__Dokumenttext__:
Protokoll der Sitzung vom 09.07.2008

Ich erteile der Fraktion der NPD das Wort; Herr Delle, bitte.

Sehr geehrter Herr Präsident! Meine Damen und Herren! „Nicht zum ersten Mal debattieren wir heute über Strom- und Gaspreise, wahrscheinlich auch nicht zum letzten Mal. Ich befürchte sogar, dass wir einer Entwicklung entgegensehen, die uns dieses Thema geradezu zur permanenten Behandlung aufdrängen wird.“ So lautete der Anfang einer Rede von mir aus dem Januar-Plenum 2006. So richtig diese Einschätzung war, hätten wir uns doch gern eines Besseren belehren lassen.

__Aufgabenstellung__:
Aus welchem Plenum stammt laut dem Sitzungsprotokoll oben die Rede, deren Anfang Herr Delle zitiert? Bitte antworten Sie in einem Satz.

__Datenteil__:
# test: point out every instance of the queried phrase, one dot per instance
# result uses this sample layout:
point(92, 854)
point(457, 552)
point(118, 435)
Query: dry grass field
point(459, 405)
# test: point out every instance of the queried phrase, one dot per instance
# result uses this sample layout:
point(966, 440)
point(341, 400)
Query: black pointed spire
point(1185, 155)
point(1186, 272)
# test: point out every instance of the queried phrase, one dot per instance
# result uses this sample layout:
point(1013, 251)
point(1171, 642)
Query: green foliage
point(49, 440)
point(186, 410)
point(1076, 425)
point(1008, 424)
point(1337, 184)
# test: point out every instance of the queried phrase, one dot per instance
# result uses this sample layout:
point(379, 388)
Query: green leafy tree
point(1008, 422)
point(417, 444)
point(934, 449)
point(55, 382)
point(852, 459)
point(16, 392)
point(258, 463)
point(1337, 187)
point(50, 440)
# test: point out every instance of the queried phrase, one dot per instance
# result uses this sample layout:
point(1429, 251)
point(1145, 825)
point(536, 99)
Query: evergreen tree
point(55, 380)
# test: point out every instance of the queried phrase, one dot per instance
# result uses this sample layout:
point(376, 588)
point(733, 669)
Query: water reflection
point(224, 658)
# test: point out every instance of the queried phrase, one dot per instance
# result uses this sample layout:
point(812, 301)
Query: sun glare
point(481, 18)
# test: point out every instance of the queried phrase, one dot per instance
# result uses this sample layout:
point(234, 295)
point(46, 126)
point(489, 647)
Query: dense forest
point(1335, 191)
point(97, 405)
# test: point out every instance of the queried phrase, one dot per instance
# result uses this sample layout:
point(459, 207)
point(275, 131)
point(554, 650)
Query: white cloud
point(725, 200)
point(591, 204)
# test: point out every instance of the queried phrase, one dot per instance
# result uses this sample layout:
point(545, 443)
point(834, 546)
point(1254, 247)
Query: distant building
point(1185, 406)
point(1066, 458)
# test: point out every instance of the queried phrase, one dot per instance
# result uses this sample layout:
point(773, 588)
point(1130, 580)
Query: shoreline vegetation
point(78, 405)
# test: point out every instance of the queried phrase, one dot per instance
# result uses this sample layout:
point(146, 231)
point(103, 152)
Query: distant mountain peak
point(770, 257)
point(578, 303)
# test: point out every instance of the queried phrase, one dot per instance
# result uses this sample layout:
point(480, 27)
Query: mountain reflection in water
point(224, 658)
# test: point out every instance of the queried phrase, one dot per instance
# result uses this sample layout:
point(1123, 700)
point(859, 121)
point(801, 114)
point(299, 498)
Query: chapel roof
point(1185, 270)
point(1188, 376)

__Ergebnis__:
Die Rede stammt aus dem Januar-Plenum 2006.